I think this was a success.  Whenever I brought in an excerpt from Hero into the quark writing group, everyone always complimented me on how how full and engaging my world was.  The descriptions really added to the sense of wonder and helped them to feel that they were there.

Experiment #5: Avoid info dumps at all costs

Related to #4 was my decision to completely excise all info dumps from my writing.  Anytime I found myself telling instead of showing, I stopped and focused on what was happening in the here and now of the story.  I also withheld information to create curiosity and intrigue within the reader’s mind.  Throughout this, of course, I always tried to keep my writing as clear as possible.

This, also, was a success, I think.  At times, the readers became confused, but the withholding of information did create a lot of curiosity and desire to read more.  Many times in the quark writing group, people said that they were sucked in by the writing and very much wanted to read on to find out what happened next!

Experiment #6: Create difficult ethical dilemmas and have the characters wrestle with them

I wanted to try writing stories that are more thematic and deal with controversial and difficult issues.  For Hero, I had the main character struggle to keep his honor and chastity, where the people he trusted and loved the most try to manipulate him by tempting him to give in to his sexual urges.

→ **What you will do**: Print everything in the post about writing experiments from "Experiment #5: Avoid" down to "what happened next!", word for word. The data that comes next isn't needed for this work.

→ **Dataset excerpts**:
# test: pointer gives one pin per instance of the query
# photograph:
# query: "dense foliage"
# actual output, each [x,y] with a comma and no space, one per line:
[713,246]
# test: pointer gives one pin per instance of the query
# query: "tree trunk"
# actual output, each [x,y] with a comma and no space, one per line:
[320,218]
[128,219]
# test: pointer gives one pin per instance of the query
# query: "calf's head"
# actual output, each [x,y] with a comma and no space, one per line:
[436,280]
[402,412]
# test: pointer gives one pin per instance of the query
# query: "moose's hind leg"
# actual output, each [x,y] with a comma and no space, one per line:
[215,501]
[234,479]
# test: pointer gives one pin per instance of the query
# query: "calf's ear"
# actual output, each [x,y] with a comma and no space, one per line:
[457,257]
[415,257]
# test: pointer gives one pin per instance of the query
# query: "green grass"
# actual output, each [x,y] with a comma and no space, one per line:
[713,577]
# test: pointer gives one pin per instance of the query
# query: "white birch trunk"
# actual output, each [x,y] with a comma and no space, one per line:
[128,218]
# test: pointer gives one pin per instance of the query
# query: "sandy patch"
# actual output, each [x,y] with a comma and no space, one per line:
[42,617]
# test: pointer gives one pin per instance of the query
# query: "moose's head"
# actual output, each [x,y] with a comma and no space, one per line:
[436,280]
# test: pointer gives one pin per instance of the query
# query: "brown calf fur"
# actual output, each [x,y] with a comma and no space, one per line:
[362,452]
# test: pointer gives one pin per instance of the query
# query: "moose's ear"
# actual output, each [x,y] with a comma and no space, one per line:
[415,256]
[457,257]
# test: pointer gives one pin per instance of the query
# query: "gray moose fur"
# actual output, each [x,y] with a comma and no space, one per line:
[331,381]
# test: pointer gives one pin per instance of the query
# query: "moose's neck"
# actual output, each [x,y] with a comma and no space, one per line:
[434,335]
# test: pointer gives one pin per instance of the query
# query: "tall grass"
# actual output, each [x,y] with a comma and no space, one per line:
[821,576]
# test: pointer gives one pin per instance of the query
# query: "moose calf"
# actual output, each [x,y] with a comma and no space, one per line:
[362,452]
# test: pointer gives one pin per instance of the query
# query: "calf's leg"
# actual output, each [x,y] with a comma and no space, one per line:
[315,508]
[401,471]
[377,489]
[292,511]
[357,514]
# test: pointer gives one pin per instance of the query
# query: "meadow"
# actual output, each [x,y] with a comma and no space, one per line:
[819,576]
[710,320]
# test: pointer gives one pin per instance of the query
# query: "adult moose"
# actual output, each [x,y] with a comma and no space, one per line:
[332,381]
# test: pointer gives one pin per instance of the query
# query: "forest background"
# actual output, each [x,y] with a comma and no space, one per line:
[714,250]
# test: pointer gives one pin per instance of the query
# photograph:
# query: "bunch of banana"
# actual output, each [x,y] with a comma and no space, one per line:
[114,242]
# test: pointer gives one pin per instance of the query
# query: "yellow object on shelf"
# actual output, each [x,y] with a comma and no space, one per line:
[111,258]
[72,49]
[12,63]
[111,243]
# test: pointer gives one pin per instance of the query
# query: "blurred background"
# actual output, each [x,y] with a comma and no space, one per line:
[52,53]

→ **Task output**:
Experiment #5: Avoid info dumps at all costs

Related to #4 was my decision to completely excise all info dumps from my writing.  Anytime I found myself telling instead of showing, I stopped and focused on what was happening in the here and now of the story.  I also withheld information to create curiosity and intrigue within the reader’s mind.  Throughout this, of course, I always tried to keep my writing as clear as possible.

This, also, was a success, I think.  At times, the readers became confused, but the withholding of information did create a lot of curiosity and desire to read more.  Many times in the quark writing group, people said that they were sucked in by the writing and very much wanted to read on to find out what happened next!